Return the entries in full, exactly as written.

..........

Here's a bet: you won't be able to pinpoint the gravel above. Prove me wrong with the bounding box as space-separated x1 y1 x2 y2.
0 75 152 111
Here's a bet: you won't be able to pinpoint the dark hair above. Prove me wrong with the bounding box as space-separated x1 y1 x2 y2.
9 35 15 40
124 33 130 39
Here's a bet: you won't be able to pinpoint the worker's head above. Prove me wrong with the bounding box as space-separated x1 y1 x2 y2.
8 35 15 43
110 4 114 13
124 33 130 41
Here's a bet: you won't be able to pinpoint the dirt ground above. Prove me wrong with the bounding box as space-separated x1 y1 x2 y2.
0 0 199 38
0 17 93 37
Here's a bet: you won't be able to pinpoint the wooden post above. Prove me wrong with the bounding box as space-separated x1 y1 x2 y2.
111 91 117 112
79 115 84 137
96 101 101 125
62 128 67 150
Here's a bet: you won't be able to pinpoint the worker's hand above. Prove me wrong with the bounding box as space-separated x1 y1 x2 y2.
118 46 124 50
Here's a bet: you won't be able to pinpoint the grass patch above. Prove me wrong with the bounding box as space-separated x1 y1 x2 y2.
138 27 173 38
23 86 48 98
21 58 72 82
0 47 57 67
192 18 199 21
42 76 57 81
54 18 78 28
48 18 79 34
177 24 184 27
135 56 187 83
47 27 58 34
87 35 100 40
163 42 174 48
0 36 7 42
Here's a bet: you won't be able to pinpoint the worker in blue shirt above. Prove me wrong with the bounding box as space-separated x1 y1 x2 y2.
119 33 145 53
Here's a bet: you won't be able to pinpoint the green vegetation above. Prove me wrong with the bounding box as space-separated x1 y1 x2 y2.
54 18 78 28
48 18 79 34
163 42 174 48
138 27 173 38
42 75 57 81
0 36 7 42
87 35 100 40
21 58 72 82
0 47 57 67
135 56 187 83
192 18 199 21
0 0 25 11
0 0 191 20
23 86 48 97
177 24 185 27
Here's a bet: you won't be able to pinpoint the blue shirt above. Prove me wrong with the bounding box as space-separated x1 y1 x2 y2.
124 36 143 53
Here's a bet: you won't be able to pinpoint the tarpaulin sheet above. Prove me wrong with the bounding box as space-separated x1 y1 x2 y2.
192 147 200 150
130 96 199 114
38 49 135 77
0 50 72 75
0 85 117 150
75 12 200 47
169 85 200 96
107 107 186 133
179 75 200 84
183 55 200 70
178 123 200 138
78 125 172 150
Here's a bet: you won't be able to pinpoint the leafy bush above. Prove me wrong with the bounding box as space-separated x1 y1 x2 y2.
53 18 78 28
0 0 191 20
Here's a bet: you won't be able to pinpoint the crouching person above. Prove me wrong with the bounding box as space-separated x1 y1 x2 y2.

..........

● FINISHED EXERCISE
Here's a bet: you won't be able to pinpoint the gravel above. Prove me wrong with the bounding box as space-separated x1 y1 x2 y2.
0 75 152 111
Here's a bet: you won't be able to pinpoint the dark hair above. Prove me wrong with the bounding box as space-separated x1 y1 x2 y2.
9 35 15 40
124 33 130 39
Here's a bet: you won't be able to pinpoint the worker's head above. Prove me wrong with the bounding box as space-separated x1 y1 x2 y2.
8 35 15 43
110 4 114 13
124 33 130 41
Here's a bet: you won't be able to pinpoint the dirt ground above. Prove me wrong with the bounding box as space-separated x1 y1 x2 y2.
0 0 199 38
0 17 93 37
Here's a bet: you won't be able to pinpoint the wooden post above. Prove me wrong with the bounding box as space-separated x1 y1 x2 y2.
111 91 117 112
79 115 84 137
96 101 101 125
62 128 67 150
Here's a bet: you won't be able to pinpoint the worker's hand above. Prove me wrong with the bounding box as space-separated x1 y1 x2 y2.
118 46 124 50
Here's a bet: you won't be able to pinpoint the grass patch above. Prove me wrong with the bounding box as space-separated x1 y1 x2 y2.
138 27 173 38
23 86 48 98
21 58 72 82
0 47 57 67
192 18 199 21
42 76 57 81
54 18 78 28
48 18 79 34
177 24 184 27
135 56 187 83
47 27 58 34
87 35 100 40
163 42 174 48
0 36 7 42
Here's a bet: you won't be able to pinpoint the worker in blue shirt above. Prove me wrong with the bounding box as space-separated x1 y1 x2 y2.
119 33 145 53
Here's a bet: you won't be able to pinpoint the green vegetation above. Prove me wrong with the bounding box as space-separated x1 y1 x2 y2.
54 18 78 28
48 18 79 34
163 42 174 48
138 27 173 38
42 75 57 81
0 36 7 42
87 35 100 40
21 58 72 82
0 47 57 67
135 56 187 83
192 18 199 21
0 0 25 11
0 0 191 20
23 86 48 97
177 24 185 27
Here's a bet: you won't be able to pinpoint the blue shirt above. Prove me wrong with the bounding box as space-separated x1 y1 x2 y2.
124 36 143 53
Here's a bet: you won't be able to pinpoint the tarpaulin sheet above. Prove me wrong with the bounding box as space-separated x1 y1 x2 y2.
192 147 200 150
130 96 199 114
38 49 135 77
0 50 72 75
0 85 117 150
75 12 200 47
169 85 200 96
107 107 186 133
179 75 200 84
183 55 200 70
178 123 200 138
78 125 172 150
Here's a bet: you won't be able to pinpoint the leafy bush above. Prove me wrong with the bounding box as space-separated x1 y1 x2 y2.
53 18 78 28
0 0 191 20
Here's a bet: you won't be able to pinpoint the crouching person above. Prove me wrong with the bounding box as space-separated x1 y1 x2 y2.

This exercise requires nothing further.